* Entries shown
=======

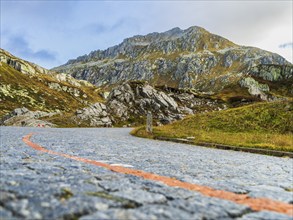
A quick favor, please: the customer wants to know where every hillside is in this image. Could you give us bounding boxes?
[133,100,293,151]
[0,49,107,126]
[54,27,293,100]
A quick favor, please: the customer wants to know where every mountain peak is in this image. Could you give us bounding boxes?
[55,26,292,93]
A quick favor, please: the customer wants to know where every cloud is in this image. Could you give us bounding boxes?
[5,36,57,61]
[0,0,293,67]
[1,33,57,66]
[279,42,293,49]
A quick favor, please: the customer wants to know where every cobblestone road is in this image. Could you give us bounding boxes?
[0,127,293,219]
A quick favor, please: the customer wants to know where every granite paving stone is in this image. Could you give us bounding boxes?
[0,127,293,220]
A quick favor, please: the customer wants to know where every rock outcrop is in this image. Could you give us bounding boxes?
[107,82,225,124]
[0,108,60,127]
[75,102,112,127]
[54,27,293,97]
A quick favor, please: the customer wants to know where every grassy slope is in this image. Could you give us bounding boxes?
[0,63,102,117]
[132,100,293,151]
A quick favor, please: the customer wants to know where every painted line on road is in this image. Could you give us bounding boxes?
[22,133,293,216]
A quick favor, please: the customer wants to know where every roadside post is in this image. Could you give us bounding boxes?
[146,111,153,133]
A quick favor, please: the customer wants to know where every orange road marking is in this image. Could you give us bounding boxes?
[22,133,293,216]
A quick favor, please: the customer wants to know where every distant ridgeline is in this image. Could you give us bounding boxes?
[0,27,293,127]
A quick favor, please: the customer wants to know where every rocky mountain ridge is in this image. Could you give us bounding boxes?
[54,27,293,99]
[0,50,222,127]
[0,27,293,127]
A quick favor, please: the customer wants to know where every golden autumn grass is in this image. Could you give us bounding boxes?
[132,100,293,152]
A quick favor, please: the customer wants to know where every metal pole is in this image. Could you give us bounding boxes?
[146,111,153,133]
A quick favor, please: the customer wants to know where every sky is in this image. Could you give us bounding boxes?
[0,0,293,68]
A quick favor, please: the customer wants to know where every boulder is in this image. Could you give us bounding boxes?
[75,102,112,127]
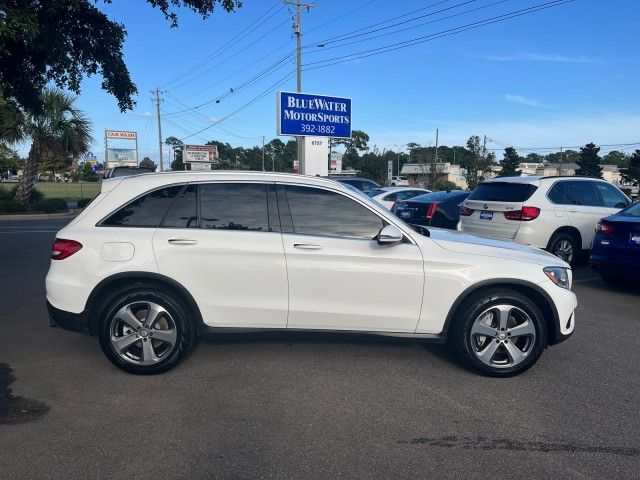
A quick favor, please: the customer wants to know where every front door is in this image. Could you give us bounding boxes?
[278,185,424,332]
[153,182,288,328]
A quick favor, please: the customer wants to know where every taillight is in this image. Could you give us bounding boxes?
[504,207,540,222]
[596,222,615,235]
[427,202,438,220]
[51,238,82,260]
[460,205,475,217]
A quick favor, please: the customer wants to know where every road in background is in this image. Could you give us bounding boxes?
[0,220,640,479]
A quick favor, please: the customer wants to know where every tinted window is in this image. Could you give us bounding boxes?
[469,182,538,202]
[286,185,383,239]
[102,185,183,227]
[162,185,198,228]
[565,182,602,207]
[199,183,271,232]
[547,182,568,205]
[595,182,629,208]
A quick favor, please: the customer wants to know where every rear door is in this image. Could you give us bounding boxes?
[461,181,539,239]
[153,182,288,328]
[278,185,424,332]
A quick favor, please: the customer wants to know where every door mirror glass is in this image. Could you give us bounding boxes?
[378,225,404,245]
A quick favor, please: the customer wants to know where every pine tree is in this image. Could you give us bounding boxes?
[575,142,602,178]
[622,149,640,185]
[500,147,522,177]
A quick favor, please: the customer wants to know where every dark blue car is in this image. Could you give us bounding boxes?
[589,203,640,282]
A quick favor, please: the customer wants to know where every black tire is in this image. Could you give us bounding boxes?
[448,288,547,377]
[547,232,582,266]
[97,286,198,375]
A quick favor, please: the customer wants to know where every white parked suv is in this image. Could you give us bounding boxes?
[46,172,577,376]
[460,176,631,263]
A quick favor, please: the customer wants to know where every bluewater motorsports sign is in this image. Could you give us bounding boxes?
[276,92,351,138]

=======

* What is asked
Replace "customer" with "client" throughout the listing above and write out all of its lines again with no other change, omitting the pictures.

* Solution below
A quick favor, please: the client wants to know where every hillside is in this image. Could you give us bounding boxes?
[133,100,293,151]
[0,49,107,126]
[54,27,293,100]
A quick favor, please: the client wants to know where every mountain peak is in this image. Could you give us bounding boxes?
[55,26,292,93]
A quick favor, please: the client wants to know where every cloud is in this image. Could you give us bounding boxes?
[5,36,57,61]
[0,0,293,67]
[1,33,57,66]
[279,42,293,49]
A quick favor, please: the client wants to know where every cobblestone road is in this image. Could you give us bounding boxes?
[0,127,293,219]
A quick favor, please: the client wants to know where every granite paving stone is in this image. Could you give us bounding boxes?
[0,127,293,220]
A quick favor, please: the client wants to know where every rock outcrop is in this image. Could you give us bounding boxes?
[107,82,225,124]
[0,108,60,127]
[75,102,112,127]
[54,27,293,97]
A quick favor, please: the client wants to know where every grassy slope is in this image. Could you give us bounding boxes?
[0,63,102,117]
[132,100,293,151]
A quick favor, please: the client wants to know where every painted line on road is in this image. Could you give us bounding boxes?
[22,133,293,216]
A quick favor, please: the client wants to know where every roadside post is in this image. Could you give us bounding boxes?
[146,111,153,133]
A quick favor, please: the client wants to know where every orange road marking is in this image. Could you give us bounding boxes?
[22,133,293,216]
A quick favor, please: the client wants to know where every distant ridgeline is in this image. Could you give us bounding boxes?
[0,27,293,127]
A quick favor, please: the client wants to know where every rocky mountain ridge is in this image. Could you give us bounding boxes?
[54,27,293,99]
[0,50,222,127]
[0,27,293,127]
A quick favor, please: the client wants to know where every golden autumn grass is in this image. Could you give us bounding boxes?
[132,100,293,152]
A quick favor, please: the client wants to know where every metal pole is in this image. Could you give us bounding boxes?
[146,111,153,133]
A quick favor, please: the client wants to know where every sky is in this image. Could you give us bounding boxes?
[0,0,293,68]
A quick favor, please: the client wants to know where every boulder is in this image. Could you give us bounding boxes?
[75,102,112,127]
A quick favor, please: the client wants to know where every front door is in this image. Could you give us bounding boxes?
[278,185,424,332]
[153,182,288,328]
A quick favor, please: the client wants to know where every taillight is in this image. Could you give us bounding boxes?
[504,207,540,222]
[596,222,615,235]
[427,202,438,220]
[51,238,82,260]
[460,205,475,217]
A quick favor, please: the client wants to know where every road in background is in this image. Could you give us bounding boxes?
[0,220,640,479]
A quick favor, please: the client wants to know where every tinted window is in this image. Could you give us bounding boxes?
[469,182,538,202]
[286,185,383,239]
[102,185,183,227]
[162,185,198,228]
[565,182,602,207]
[199,183,271,232]
[547,182,568,205]
[595,182,629,208]
A quick favor, please: the client wants to know where every rear door is in this image. Could you give us bounding boxes?
[461,181,539,239]
[153,182,288,328]
[278,185,424,332]
A quick favor, please: the client wants to know where every door mirror glass is in this image. Could you give us bounding boxes?
[378,225,404,245]
A quick favor, please: the client wants to know where every pine tree is in this image. Could you give us bounding boxes?
[575,142,602,178]
[622,149,640,185]
[500,147,522,177]
A quick favor, please: the client wants to know where every dark blue car is in this image. Could you give us bounding boxes?
[589,203,640,282]
A quick favor, please: the client wants to know where every black tire is in this image. Could you give us bounding boxes?
[448,288,547,377]
[547,232,582,266]
[97,286,198,375]
A quick favor, please: the client wants to know where every white parked suv is in this image. Could you give us bounding boxes?
[46,172,577,376]
[460,176,631,263]
A quick favor, please: the client wants to know where every bluewater motorsports sign is in this image. Could you give us bounding boxes?
[276,92,351,138]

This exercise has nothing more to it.